## DOCUMENT EXCERPT:

++++++++

Schizophrenia three times more likely after childhood trauma
By Ian Birch
Researchers at Liverpool University say children who suffer severe trauma are three times more likely to suffer from schizophrenia in later life than other people.
Published in the journal Schizophrenia Bulletin, the study is an analysis of research spanning 30 years into the causes of the mental illness.
The researchers looked at more than 27,000 research papers to extract data from three types of studies: those addressing the progress of children known to have experienced adversity, studies of randomly selected members of the population, and research on psychotic patients who were asked about their early childhood.
The Liverpool team also conducted a new study which looked at the relationship between specific psychotic symptoms and the type of trauma experienced in childhood. They found that different traumas led to different symptoms. Childhood sexual abuse, for example, was associated with hallucinations, whilst being brought up in a children’s home was associated with paranoia. The research further suggests a strong relationship between environment and the development of psychosis, and provides clues about the mechanisms leading to severe mental illness.
Richard P Bentall, a leading expert on the illness and professor at Liverpool University’s Institute of Psychology, Health and Society, said:
“The causes of psychotic disorders, particularly schizophrenia, are a source of controversy amongst psychiatrists, psychologists and doctors. There is also disagreement about how the disorders are defined. It’s not unusual, for example, for a patient to be diagnosed with schizophrenia by one psychiatrist, but as bipolar by another.
“Our findings suggest that studies on the neurological and genetic factors associated with these conditions, which are not yet fully understood, are more like to advance our knowledge if we take into account a patient’s life experiences. We need to know, for example, how childhood trauma affects the developing brain, as well as whether there are genetic factors that increase vulnerability or resilience to traumatic events.
“These questions will need new research strategies, such as studies comparing traumatised children who grow up to be psychologically healthy and those who go on to develop mental illness. Looking at the brain or genes only is unlikely to tell us what we need to know in order to treat a patient effectively.
“Now that we know environment is a major factor in psychosis and that there are direct links between specific experiences and symptoms of the condition, it is even more vital that psychiatric services routinely question patients about their life experience. Surprisingly, some psychiatric teams do not address these issues and only focus on treating a patient with medication.”

++++++++

## RECORDED DATA:
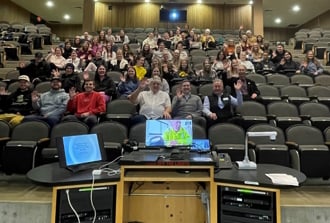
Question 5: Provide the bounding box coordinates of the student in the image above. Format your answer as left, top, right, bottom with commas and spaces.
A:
163, 120, 192, 146
62, 80, 106, 128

++++++++

## WHAT TO WORK ON:
**a)** How would you put this sentence from the article on childhood trauma and schizophrenia into Spanish: "There is also disagreement about how the disorders are defined."
**b)** Reproduce the article on childhood trauma and schizophrenia word for word from "The Liverpool team" to "severe mental illness.".

## SOLUTIONS BELOW:
**a)** También hay desacuerdo sobre cómo se definen los trastornos.

**b)**
The Liverpool team also conducted a new study which looked at the relationship between specific psychotic symptoms and the type of trauma experienced in childhood. They found that different traumas led to different symptoms. Childhood sexual abuse, for example, was associated with hallucinations, whilst being brought up in a children’s home was associated with paranoia. The research further suggests a strong relationship between environment and the development of psychosis, and provides clues about the mechanisms leading to severe mental illness.